Here are some records; return them all exactly.

## Records shown
-------

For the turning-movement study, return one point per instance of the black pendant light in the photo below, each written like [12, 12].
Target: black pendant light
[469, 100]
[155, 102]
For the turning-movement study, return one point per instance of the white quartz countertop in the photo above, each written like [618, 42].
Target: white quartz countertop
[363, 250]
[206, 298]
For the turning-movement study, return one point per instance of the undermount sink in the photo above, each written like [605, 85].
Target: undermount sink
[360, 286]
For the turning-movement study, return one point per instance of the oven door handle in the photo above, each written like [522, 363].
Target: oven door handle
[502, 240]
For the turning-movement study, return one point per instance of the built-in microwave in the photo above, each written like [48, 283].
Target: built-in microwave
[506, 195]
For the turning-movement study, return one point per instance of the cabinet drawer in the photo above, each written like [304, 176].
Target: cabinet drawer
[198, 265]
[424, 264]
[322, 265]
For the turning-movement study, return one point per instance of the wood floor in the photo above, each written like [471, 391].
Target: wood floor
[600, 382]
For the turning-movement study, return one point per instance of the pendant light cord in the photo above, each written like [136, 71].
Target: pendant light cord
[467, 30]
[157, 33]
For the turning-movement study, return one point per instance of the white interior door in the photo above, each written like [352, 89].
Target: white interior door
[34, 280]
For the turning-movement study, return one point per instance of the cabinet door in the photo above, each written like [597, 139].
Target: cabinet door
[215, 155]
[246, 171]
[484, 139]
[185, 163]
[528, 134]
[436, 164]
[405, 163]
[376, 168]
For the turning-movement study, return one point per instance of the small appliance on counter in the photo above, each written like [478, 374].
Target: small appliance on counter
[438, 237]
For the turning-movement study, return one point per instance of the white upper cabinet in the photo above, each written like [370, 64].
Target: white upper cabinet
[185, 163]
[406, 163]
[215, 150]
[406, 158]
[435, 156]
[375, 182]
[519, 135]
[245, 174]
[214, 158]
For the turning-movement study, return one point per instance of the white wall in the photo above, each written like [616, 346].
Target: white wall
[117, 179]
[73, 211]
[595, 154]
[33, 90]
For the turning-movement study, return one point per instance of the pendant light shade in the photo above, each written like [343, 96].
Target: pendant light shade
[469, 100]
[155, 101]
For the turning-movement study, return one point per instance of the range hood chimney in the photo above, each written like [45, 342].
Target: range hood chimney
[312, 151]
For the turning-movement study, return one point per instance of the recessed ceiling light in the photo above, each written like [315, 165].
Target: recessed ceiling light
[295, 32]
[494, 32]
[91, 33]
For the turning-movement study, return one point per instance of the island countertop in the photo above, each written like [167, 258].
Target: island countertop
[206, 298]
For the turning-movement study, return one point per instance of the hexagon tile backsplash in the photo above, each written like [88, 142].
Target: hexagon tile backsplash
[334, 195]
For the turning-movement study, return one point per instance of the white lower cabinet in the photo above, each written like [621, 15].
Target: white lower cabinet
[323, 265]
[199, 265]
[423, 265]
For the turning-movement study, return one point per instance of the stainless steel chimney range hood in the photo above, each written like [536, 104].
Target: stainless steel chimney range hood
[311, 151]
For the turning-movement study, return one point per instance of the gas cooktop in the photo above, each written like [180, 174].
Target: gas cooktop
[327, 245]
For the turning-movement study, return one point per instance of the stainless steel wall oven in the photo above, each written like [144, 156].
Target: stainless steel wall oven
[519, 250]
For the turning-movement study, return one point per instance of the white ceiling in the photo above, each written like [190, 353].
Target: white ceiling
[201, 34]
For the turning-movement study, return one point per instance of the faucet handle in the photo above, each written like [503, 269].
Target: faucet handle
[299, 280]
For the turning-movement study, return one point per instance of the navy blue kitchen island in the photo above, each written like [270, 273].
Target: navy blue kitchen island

-------

## Full output
For the turning-movement study, return one point per instance of the black pendant light in the photo below, each written like [12, 12].
Target: black pendant light
[469, 100]
[155, 102]
For the turning-movement study, return one point per instance of the white quartz countertop in the photo above, each written like [618, 42].
Target: white quartz countertop
[363, 250]
[206, 298]
For the turning-movement study, return one point per instance of the undermount sink in the photo above, each written like [605, 85].
Target: undermount sink
[360, 286]
For the turning-movement study, return one point per instance of the oven door handle in the photo above, each written like [522, 363].
Target: oven door handle
[502, 240]
For the turning-movement study, return one point per instance of the built-in microwave in the photo above, each written like [48, 283].
Target: built-in microwave
[506, 195]
For the turning-movement study, return one point per instance of the cabinet drawer in the photo above, each written like [304, 176].
Target: cabinet drawer
[198, 265]
[424, 264]
[322, 265]
For the turning-movement study, return one point per instance of the wood floor in the photo above, each written like [471, 391].
Target: wood floor
[600, 382]
For the turning-movement study, return one point per instance of the pendant light cord in the photo above, each written like [136, 71].
Target: pendant light cord
[467, 30]
[157, 33]
For the turning-movement study, return one point per instance of the white interior door in the photo above, each written like [352, 89].
Target: white interior door
[34, 280]
For the turning-movement study, return one point per instance of the cabinet door in the photo above, each written like [597, 139].
Target: cabinet door
[215, 155]
[246, 171]
[484, 139]
[185, 163]
[528, 134]
[436, 164]
[405, 163]
[376, 168]
For the turning-movement study, return one point per instance of the small appliance on counter in the photo above, each written like [478, 374].
Target: small appliance on counter
[438, 237]
For the turning-movement study, return one point per instance of the white upper cabinet in the photo above, each written like [370, 64].
Target: white upper cabinet
[185, 163]
[406, 163]
[215, 150]
[406, 158]
[435, 156]
[375, 182]
[519, 135]
[245, 174]
[214, 158]
For the turning-movement study, return one point per instance of the white wall in the photo above, each written like [616, 346].
Target: white wall
[117, 179]
[73, 211]
[595, 154]
[33, 90]
For the turning-movement study, return one point per instance of the pendant light shade in the photo above, each written like [343, 96].
Target: pendant light shade
[469, 100]
[155, 101]
For the turning-movement study, return one point per instance of the range hood chimney in the photo above, each written like [45, 342].
Target: range hood chimney
[312, 151]
For the turning-movement study, return one point per instance of the recessed ceiling light in the photo above, each written like [315, 165].
Target: recessed ceiling light
[295, 32]
[494, 32]
[91, 33]
For the turning-movement study, return one point per instance of the island countertop in the photo above, each written like [167, 258].
Target: island countertop
[206, 298]
For the turning-movement study, return one point per instance of the hexagon tile backsplash in the photo above, each written like [88, 142].
Target: hexagon tile backsplash
[334, 195]
For the turning-movement study, return one point per instance of the white lower cabinet in the photo above, each written like [621, 15].
Target: white lower cabinet
[323, 265]
[199, 265]
[423, 265]
For the turning-movement study, return one point per instance of the stainless steel chimney range hood in the photo above, each written like [536, 104].
Target: stainless steel chimney range hood
[311, 151]
For the turning-movement study, return one point per instance of the gas cooktop in the photo above, each written like [180, 174].
Target: gas cooktop
[327, 245]
For the turning-movement study, return one point per instance of the stainless steel wall oven in the photo above, each written like [144, 156].
Target: stainless steel wall oven
[519, 250]
For the turning-movement study, return one point per instance of the white ceiling in the photo above, each written like [190, 353].
Target: white ceiling
[201, 34]
For the turning-movement study, return one point per instance of the faucet handle in the photo above, each written like [503, 269].
Target: faucet handle
[299, 280]
For the turning-movement study, return one point per instance of the navy blue kitchen island in the photo above, each written like [270, 273].
Target: navy blue kitchen island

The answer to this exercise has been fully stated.